INFORMATION section start

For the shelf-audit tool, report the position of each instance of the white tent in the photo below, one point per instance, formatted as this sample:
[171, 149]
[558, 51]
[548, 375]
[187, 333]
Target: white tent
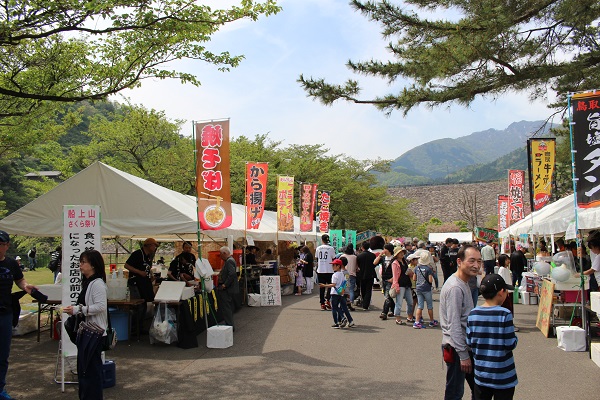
[132, 207]
[441, 237]
[554, 219]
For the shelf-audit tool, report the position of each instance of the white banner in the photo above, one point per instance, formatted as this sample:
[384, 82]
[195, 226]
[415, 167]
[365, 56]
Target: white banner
[81, 231]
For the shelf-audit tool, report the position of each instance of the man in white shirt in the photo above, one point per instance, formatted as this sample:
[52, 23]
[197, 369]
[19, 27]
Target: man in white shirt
[324, 255]
[488, 254]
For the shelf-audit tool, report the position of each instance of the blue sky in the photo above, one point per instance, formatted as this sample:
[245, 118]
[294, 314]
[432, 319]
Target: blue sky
[315, 38]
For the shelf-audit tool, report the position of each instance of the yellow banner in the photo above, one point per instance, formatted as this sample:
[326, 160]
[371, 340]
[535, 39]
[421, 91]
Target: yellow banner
[285, 203]
[542, 155]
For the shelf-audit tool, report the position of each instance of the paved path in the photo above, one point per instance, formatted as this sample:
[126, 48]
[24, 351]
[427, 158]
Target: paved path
[291, 352]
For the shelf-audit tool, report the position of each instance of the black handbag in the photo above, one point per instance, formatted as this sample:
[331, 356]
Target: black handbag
[72, 326]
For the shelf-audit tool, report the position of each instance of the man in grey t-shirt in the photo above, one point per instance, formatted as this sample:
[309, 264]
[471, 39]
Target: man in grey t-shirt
[455, 304]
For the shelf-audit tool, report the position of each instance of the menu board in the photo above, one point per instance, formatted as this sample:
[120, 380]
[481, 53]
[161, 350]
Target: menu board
[545, 307]
[270, 291]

INFORMATION section end

WORK ORDER: Output the whole listing without change. Any picture is to be left out.

FINISHED TASK:
For the shelf-audit tool, report the position of each instance of the white tent in the photo below, one point per instance, formatted as this sample:
[171, 149]
[558, 51]
[548, 375]
[187, 333]
Target: white tent
[132, 207]
[441, 237]
[554, 219]
For the shelf-audit tool, report the position of each instance of the white banner in the photo above, one point per instance, formatted as this sample:
[384, 82]
[195, 226]
[415, 167]
[365, 56]
Target: white banner
[81, 231]
For the shelf-audit tool, report the position of each instance of the man in white shirt in the photo above, one point per instance, formatted as this sample:
[52, 23]
[197, 369]
[19, 27]
Target: man in white shirt
[324, 255]
[488, 254]
For the shelf-audit tool, report the position of each instance of the blue sky in the photo above, one point per instance, formatted as this sample:
[245, 118]
[294, 314]
[432, 319]
Target: blue sky
[315, 38]
For the shelf-audit tool, report the position of each instance of the yellow banner in the photo above, one point per instance, formatted as this sample:
[326, 160]
[371, 340]
[535, 39]
[421, 91]
Target: yellow banner
[285, 203]
[542, 155]
For the shelf-audit tool, report the position of each instance of the paved path in the photo above, one point per instance, formatted as this sample:
[126, 48]
[24, 351]
[427, 158]
Target: paved path
[291, 352]
For the shelf-audit tool, report the position of each instance of the black handbag in the photo above, one point per instance, formatted as this sample:
[331, 356]
Target: black handbag
[72, 326]
For the shelf-audit tool, report the position of each instance of the man in grey t-shirt in the photo above, one point per instance, formatted as this sample:
[309, 264]
[471, 39]
Target: man in grey t-shirt
[455, 304]
For the shelf-audit tool, report the position of each instance of the menu board in the photo above, one point per instance, formatted as this sample:
[120, 380]
[481, 53]
[161, 350]
Target: menu board
[545, 307]
[270, 291]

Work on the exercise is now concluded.